### Requirements
Exactly reproduce the lines from the line bearing "TARGET = lips" through the end of the listing, inclusive of both; pictures are to be omitted.
* begin Given records *
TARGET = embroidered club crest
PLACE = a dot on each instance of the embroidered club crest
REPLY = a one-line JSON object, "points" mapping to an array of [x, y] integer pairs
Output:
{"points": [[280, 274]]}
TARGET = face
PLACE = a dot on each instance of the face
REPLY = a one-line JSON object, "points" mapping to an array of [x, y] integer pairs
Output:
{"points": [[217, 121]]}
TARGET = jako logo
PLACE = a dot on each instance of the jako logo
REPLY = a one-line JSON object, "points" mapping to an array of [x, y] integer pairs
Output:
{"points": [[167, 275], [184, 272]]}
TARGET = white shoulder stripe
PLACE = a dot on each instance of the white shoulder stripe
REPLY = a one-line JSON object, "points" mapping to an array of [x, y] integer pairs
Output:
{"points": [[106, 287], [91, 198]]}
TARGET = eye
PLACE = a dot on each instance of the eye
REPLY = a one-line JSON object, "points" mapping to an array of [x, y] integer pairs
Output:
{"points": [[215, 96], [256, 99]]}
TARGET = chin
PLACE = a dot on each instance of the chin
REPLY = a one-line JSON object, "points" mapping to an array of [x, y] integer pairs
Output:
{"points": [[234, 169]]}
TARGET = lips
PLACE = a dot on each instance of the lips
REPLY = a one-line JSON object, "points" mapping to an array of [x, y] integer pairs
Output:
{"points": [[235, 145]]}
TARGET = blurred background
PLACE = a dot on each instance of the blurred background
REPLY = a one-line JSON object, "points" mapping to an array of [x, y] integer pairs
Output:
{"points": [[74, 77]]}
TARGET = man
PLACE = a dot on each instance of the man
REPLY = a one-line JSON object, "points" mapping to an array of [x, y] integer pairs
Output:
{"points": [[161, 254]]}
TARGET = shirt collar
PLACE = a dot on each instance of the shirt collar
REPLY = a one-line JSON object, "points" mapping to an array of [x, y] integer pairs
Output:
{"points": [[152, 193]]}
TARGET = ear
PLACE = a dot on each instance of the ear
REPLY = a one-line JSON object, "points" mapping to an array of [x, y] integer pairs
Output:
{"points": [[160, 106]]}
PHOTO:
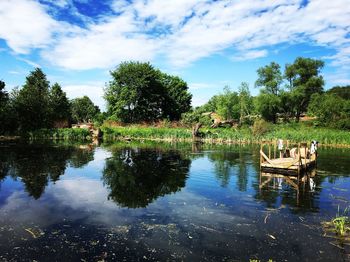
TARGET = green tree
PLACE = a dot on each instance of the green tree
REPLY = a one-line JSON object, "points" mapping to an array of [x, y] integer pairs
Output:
* end Given records *
### The reply
TARGET = lips
PLACE = a dot on each instance of the lips
REPLY = a one-line JSON object, "points" mapping to an array of [x, y] integer pairs
Output:
{"points": [[235, 145]]}
TARGET = blurred background
PLACE = a dot on each instance of the blurred background
REPLY = a one-line JSON object, "points" mapping to an array of [x, y] integer pairs
Output:
{"points": [[74, 77]]}
TARGET = man
PLACE = a dot on each instance of the man
REPLY = a one-line JSON object, "points" mapping to an array of [x, y] integer pairs
Output:
{"points": [[161, 254]]}
TARGET = shirt collar
PLACE = a dot on each instance of the shirt collar
REPLY = a one-line JSON object, "points" mapping to an array of [x, y] integer pairs
Output:
{"points": [[152, 193]]}
TARGET = ear
PLACE = a dot on each instance of the ear
REPLY = a one-line JSON object, "points" mapping to an array of [x, y] integer pairs
Output:
{"points": [[160, 106]]}
PHOTO:
TARGET = green tree
PLACE = a dot on each instance of the green tree
REPLY = a one-line JSON object, "points" mapping to an array of [x, y] integer pairs
Output:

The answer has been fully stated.